→ Exercise directions:
Give every line of the data again, exactly as it is written.

(Saved entries)
===
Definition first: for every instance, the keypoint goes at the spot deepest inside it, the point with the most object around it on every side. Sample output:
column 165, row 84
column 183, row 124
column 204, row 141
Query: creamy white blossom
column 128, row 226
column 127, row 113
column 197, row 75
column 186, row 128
===
→ Task solution:
Definition first: for every instance, the keypoint goes at the spot deepest inside it, the point with the most object around it on every side. Sample output:
column 165, row 84
column 183, row 124
column 204, row 141
Query: creamy white blossom
column 128, row 226
column 127, row 113
column 197, row 75
column 186, row 128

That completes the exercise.